:: THE DATA ::

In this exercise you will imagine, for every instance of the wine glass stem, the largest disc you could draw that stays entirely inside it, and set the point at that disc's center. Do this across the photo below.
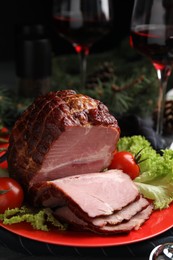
(163, 76)
(83, 52)
(83, 67)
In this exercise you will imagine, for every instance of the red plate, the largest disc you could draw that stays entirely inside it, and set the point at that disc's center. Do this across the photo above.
(159, 222)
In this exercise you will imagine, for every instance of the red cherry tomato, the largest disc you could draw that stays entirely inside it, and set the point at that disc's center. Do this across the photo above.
(126, 162)
(11, 194)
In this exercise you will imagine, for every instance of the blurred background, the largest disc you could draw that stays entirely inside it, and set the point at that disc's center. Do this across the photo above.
(117, 75)
(19, 13)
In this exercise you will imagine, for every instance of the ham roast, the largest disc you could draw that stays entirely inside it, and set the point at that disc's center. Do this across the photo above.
(58, 151)
(61, 134)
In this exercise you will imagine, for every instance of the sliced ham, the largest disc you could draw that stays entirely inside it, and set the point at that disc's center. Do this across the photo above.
(135, 222)
(92, 195)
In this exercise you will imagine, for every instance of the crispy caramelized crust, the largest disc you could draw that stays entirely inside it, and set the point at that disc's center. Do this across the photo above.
(44, 122)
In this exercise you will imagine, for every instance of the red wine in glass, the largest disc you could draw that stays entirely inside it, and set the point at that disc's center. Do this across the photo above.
(156, 42)
(82, 22)
(152, 35)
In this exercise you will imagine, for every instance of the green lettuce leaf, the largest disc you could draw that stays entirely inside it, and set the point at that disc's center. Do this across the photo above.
(39, 219)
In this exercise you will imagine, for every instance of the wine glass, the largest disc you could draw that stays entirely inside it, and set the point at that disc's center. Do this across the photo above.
(152, 35)
(82, 22)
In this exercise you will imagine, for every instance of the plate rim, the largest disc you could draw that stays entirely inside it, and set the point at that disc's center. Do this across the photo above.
(87, 239)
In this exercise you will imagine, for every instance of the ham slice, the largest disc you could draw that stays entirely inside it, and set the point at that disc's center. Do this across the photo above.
(135, 222)
(93, 195)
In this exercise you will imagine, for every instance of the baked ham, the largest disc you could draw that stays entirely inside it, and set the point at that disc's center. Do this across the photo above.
(61, 134)
(93, 195)
(58, 150)
(135, 222)
(105, 203)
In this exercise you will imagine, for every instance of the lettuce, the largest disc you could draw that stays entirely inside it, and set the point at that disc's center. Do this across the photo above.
(155, 181)
(39, 219)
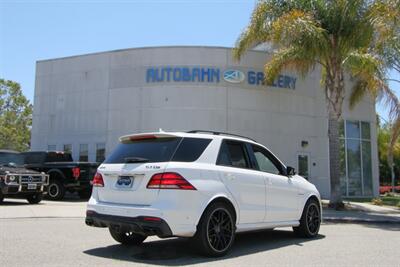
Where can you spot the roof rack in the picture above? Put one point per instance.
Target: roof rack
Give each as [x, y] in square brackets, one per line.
[220, 133]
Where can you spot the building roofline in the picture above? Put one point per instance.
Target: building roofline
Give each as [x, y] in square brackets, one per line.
[143, 48]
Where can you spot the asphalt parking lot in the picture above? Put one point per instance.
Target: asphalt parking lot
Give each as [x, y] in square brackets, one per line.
[54, 234]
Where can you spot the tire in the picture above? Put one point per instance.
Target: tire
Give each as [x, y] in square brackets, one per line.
[35, 198]
[310, 220]
[85, 194]
[55, 190]
[216, 230]
[127, 238]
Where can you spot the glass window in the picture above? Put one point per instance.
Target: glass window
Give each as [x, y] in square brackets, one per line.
[233, 154]
[83, 152]
[356, 180]
[341, 129]
[367, 167]
[365, 130]
[68, 148]
[145, 150]
[343, 179]
[190, 149]
[354, 167]
[352, 129]
[303, 165]
[100, 152]
[263, 162]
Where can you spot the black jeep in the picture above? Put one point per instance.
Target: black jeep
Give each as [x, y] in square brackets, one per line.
[18, 182]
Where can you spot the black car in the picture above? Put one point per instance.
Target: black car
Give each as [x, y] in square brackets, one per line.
[65, 174]
[18, 182]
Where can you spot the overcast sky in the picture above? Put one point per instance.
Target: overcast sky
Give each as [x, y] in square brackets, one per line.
[35, 30]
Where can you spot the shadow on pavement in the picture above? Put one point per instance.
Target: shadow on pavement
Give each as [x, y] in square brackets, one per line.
[180, 251]
[382, 226]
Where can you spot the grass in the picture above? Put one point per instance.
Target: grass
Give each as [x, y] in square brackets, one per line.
[387, 200]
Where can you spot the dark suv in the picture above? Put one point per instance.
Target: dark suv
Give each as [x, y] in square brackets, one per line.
[17, 181]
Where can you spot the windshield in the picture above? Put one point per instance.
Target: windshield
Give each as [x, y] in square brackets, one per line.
[149, 150]
[7, 158]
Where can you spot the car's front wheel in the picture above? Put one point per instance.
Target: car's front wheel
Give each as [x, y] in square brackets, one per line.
[34, 198]
[310, 220]
[55, 190]
[216, 230]
[127, 238]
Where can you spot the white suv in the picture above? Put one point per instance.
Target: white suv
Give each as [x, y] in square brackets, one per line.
[205, 185]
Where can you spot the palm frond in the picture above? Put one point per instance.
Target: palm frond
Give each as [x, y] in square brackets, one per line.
[294, 57]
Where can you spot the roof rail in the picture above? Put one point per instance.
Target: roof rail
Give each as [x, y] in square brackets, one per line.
[220, 133]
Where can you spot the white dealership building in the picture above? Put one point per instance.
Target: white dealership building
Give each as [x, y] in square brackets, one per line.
[84, 103]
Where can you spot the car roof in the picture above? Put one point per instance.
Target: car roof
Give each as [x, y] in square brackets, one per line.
[8, 151]
[193, 134]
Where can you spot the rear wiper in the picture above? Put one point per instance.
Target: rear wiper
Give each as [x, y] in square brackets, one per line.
[135, 160]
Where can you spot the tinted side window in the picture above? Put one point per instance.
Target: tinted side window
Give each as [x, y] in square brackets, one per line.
[58, 157]
[233, 154]
[190, 149]
[264, 161]
[33, 158]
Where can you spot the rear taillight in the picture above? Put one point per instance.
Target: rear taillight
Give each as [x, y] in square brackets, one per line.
[76, 172]
[169, 180]
[98, 180]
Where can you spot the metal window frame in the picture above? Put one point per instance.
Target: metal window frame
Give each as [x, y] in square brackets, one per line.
[360, 140]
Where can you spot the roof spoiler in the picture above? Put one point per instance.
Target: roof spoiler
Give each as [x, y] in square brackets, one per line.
[145, 136]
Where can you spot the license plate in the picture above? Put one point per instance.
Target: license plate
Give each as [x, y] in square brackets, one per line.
[32, 186]
[124, 182]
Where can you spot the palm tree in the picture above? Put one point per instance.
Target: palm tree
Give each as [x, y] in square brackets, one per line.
[336, 35]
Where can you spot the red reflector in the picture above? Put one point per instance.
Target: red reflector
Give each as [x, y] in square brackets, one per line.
[142, 137]
[169, 180]
[153, 219]
[76, 172]
[98, 180]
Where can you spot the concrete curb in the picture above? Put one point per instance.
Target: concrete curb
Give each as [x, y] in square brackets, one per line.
[359, 220]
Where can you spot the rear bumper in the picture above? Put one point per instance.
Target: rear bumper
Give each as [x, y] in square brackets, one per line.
[140, 225]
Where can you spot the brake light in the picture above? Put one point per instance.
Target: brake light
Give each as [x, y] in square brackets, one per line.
[98, 180]
[169, 180]
[76, 172]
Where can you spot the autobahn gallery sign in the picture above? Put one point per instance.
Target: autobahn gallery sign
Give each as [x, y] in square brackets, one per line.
[215, 75]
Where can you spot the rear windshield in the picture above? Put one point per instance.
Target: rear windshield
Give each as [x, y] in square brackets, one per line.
[159, 150]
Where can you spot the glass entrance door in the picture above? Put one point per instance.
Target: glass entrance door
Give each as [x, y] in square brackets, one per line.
[303, 165]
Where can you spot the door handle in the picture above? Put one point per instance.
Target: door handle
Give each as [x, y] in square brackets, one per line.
[230, 176]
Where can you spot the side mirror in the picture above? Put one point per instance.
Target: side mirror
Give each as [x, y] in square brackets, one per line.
[290, 171]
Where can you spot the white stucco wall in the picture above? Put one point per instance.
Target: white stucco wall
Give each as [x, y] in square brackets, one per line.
[96, 98]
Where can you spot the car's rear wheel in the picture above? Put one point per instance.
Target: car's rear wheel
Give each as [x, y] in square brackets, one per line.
[127, 238]
[310, 220]
[34, 198]
[85, 194]
[216, 230]
[55, 190]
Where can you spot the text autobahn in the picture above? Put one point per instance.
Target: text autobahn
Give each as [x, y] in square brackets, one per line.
[215, 75]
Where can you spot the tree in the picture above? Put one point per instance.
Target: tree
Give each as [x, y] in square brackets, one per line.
[15, 117]
[335, 35]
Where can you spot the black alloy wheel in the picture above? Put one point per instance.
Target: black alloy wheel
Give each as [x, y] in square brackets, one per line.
[216, 230]
[310, 221]
[220, 230]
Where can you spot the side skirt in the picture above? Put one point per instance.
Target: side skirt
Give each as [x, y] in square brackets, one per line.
[264, 225]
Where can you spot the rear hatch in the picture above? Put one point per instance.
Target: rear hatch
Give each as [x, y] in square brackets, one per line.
[131, 165]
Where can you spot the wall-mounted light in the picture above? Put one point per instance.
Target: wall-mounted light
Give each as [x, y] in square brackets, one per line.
[304, 143]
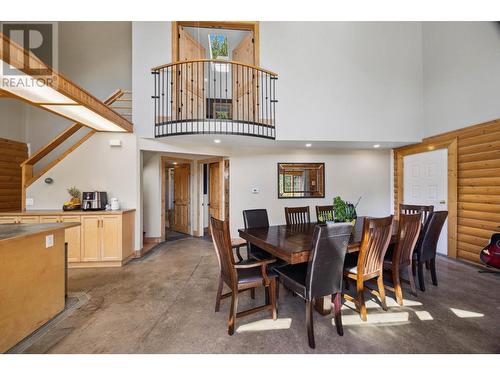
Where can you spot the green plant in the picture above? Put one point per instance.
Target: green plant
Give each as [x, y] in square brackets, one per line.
[344, 211]
[74, 192]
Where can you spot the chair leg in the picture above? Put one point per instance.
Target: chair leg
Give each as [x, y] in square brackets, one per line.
[381, 291]
[421, 280]
[219, 293]
[433, 271]
[232, 312]
[411, 277]
[396, 282]
[272, 295]
[309, 323]
[360, 297]
[337, 306]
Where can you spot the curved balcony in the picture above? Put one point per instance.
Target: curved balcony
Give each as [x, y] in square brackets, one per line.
[214, 97]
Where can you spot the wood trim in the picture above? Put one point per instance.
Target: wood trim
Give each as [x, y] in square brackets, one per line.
[235, 25]
[15, 55]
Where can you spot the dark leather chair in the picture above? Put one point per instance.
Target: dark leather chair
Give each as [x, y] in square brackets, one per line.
[256, 218]
[322, 275]
[297, 215]
[367, 264]
[240, 277]
[402, 256]
[325, 213]
[425, 250]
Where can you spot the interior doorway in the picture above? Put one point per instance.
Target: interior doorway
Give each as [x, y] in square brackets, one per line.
[426, 183]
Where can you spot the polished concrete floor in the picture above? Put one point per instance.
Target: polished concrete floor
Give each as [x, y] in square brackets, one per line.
[164, 303]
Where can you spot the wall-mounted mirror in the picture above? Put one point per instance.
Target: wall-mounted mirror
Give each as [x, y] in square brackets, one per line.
[301, 180]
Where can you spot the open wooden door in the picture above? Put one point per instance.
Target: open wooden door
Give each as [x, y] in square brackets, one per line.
[180, 222]
[245, 81]
[188, 98]
[214, 193]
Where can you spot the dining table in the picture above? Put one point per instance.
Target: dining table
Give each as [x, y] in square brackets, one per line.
[292, 244]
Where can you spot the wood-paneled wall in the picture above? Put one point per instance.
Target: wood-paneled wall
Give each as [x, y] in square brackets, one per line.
[12, 154]
[478, 184]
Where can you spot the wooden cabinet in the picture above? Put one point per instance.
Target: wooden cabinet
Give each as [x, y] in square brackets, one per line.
[102, 239]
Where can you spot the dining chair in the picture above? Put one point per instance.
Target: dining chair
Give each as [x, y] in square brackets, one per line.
[426, 248]
[409, 209]
[256, 218]
[324, 212]
[367, 264]
[239, 277]
[322, 274]
[402, 255]
[297, 215]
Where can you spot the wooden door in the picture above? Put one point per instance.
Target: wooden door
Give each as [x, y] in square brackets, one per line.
[91, 238]
[188, 98]
[214, 190]
[245, 81]
[180, 222]
[110, 237]
[72, 238]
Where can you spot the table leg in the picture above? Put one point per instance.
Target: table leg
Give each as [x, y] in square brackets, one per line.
[323, 305]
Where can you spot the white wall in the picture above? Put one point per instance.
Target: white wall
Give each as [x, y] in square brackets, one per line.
[461, 74]
[344, 81]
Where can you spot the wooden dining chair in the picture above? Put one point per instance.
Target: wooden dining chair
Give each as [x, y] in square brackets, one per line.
[325, 213]
[239, 277]
[426, 249]
[367, 264]
[402, 255]
[322, 274]
[297, 215]
[411, 209]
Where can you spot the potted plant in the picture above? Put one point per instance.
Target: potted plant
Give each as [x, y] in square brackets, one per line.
[74, 203]
[345, 212]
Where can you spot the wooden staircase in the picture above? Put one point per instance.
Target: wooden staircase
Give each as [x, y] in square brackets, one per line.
[120, 101]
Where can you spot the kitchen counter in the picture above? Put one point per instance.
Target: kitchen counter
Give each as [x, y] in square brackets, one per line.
[61, 212]
[32, 278]
[10, 231]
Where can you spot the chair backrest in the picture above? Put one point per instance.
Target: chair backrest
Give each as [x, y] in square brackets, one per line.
[326, 259]
[222, 244]
[409, 209]
[324, 212]
[427, 245]
[297, 215]
[256, 218]
[377, 234]
[408, 232]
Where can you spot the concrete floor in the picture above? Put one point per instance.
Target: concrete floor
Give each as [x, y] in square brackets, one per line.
[164, 304]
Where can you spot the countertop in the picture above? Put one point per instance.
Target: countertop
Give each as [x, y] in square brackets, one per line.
[61, 212]
[11, 231]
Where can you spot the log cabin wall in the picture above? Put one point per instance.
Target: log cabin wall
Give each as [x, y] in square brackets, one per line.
[12, 154]
[477, 182]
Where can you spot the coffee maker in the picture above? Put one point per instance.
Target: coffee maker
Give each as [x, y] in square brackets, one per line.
[94, 200]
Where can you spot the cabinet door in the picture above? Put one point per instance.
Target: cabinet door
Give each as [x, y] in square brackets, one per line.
[29, 219]
[72, 238]
[8, 219]
[111, 237]
[49, 219]
[91, 238]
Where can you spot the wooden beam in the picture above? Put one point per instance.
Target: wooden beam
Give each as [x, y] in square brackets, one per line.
[15, 55]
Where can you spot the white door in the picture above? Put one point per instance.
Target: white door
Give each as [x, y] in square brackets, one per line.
[426, 183]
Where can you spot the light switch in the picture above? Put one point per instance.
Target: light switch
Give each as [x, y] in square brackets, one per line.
[49, 241]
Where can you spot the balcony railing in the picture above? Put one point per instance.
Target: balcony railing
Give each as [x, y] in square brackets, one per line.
[214, 97]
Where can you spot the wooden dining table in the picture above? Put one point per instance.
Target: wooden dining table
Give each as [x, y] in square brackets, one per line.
[292, 243]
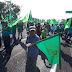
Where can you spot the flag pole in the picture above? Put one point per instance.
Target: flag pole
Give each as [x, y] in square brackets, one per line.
[59, 52]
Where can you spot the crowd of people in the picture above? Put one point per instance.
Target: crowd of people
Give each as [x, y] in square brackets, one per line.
[35, 33]
[5, 35]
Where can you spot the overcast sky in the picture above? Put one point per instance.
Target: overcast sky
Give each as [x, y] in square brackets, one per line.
[45, 9]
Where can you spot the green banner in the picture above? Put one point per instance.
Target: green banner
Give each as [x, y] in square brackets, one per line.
[51, 48]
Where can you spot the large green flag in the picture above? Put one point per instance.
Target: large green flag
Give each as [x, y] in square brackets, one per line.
[15, 16]
[55, 22]
[6, 19]
[65, 22]
[10, 15]
[14, 22]
[68, 23]
[2, 16]
[51, 22]
[51, 48]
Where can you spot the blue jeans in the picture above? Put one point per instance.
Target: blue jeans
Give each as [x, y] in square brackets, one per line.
[31, 64]
[19, 32]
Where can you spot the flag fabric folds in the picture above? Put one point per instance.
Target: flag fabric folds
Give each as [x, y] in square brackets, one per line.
[10, 15]
[51, 48]
[68, 24]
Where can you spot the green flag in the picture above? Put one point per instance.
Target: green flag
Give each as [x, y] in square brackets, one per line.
[6, 19]
[51, 48]
[10, 15]
[30, 17]
[55, 21]
[2, 16]
[51, 22]
[14, 22]
[68, 24]
[65, 22]
[15, 16]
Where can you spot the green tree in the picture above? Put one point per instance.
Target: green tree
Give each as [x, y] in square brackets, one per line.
[5, 8]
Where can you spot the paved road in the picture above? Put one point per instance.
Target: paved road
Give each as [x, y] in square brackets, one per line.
[17, 61]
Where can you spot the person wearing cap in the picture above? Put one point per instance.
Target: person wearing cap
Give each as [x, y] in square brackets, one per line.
[6, 31]
[32, 50]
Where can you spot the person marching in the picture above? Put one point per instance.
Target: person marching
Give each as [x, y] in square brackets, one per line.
[6, 37]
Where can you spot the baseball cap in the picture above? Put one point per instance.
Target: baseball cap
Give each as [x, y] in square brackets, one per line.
[32, 28]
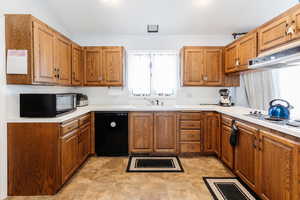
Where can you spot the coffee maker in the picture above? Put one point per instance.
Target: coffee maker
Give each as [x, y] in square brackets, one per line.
[225, 98]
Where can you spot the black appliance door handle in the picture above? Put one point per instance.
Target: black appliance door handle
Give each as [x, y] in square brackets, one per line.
[113, 124]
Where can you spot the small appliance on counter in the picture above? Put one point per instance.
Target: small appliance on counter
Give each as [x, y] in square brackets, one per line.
[81, 100]
[279, 109]
[46, 105]
[225, 98]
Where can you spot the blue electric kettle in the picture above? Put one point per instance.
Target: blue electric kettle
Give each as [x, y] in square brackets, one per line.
[278, 110]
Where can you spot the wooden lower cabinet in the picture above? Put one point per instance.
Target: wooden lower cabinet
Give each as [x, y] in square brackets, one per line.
[153, 132]
[246, 155]
[141, 132]
[69, 154]
[165, 132]
[278, 168]
[84, 143]
[43, 156]
[227, 151]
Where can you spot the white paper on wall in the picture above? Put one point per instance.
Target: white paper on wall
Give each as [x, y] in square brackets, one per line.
[16, 61]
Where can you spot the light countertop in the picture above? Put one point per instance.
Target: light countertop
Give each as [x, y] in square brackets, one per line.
[236, 112]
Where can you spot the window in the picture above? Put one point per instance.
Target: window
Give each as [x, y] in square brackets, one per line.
[152, 73]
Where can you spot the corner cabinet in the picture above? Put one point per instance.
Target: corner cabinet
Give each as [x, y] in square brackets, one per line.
[103, 66]
[153, 132]
[49, 54]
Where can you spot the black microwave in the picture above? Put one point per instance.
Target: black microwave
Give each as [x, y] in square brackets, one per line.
[46, 105]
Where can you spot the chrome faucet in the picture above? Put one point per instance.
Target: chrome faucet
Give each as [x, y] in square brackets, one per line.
[155, 102]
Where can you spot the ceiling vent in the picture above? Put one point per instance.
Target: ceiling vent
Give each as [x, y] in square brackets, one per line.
[152, 28]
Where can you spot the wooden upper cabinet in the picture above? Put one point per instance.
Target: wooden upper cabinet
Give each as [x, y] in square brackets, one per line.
[63, 60]
[247, 50]
[103, 66]
[274, 33]
[227, 151]
[193, 66]
[295, 24]
[231, 58]
[44, 49]
[93, 73]
[278, 165]
[212, 136]
[165, 132]
[141, 132]
[213, 66]
[49, 52]
[113, 65]
[246, 155]
[202, 66]
[77, 65]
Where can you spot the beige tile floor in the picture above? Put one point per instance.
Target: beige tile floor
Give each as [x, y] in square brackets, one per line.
[106, 179]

:::

• [WORK TO COMPLETE]
Repeat exactly, and only, the lines from the line with "Where can you spot the ceiling" through the end of the listing above, both ends included.

• [COMPLETE OUTPUT]
Where can you spot the ceiling vent in the picture above? Put one point per instance.
Target: ceiling vent
Give each as [x, y] in square brackets, one per line.
[152, 28]
Where can you spot the wooden upper cabinet in the picture above? Put one point per instance.
Target: wooden upper cabinet
Give each as [x, y] in square brackets, one per line.
[63, 60]
[247, 50]
[103, 66]
[274, 33]
[227, 151]
[193, 66]
[295, 24]
[231, 58]
[44, 49]
[93, 73]
[278, 165]
[212, 136]
[165, 132]
[141, 132]
[213, 66]
[49, 52]
[113, 65]
[246, 155]
[202, 66]
[77, 65]
Where can you spot the beige tile floor in the picture above? Put one point per instance.
Target: beige tile floor
Give each as [x, y] in square brackets, one per line.
[106, 179]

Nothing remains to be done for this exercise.